* [Given data]:
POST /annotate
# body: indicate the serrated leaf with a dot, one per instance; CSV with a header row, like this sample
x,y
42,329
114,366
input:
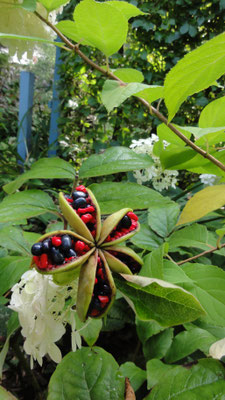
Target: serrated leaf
x,y
212,114
205,201
51,5
113,196
45,168
128,75
101,25
203,381
195,72
128,10
136,375
87,374
115,93
154,299
26,204
114,160
11,269
201,280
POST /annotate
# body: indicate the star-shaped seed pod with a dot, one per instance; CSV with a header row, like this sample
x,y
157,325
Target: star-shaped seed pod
x,y
91,252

* [Directions for this task]: Write out the lines from the line with "# body: indicate the serrated" through the end of the records exactly; do not include pictures or any other lines.

* [Answer for this exercise]:
# body: indicate the serrated leaf with a dot, one per instance; CSV with a header row, like this sample
x,y
42,329
114,366
input:
Target: serrated leaf
x,y
212,114
205,201
51,5
113,196
45,168
128,75
101,25
203,381
195,72
128,10
136,375
87,374
115,93
154,299
26,204
114,160
11,269
201,280
POST /annotate
# body: indicate the star-shaped seed pod with a dot, one per instance; CSV with a header row, like this sample
x,y
157,325
Target: star-shaped seed pod
x,y
91,252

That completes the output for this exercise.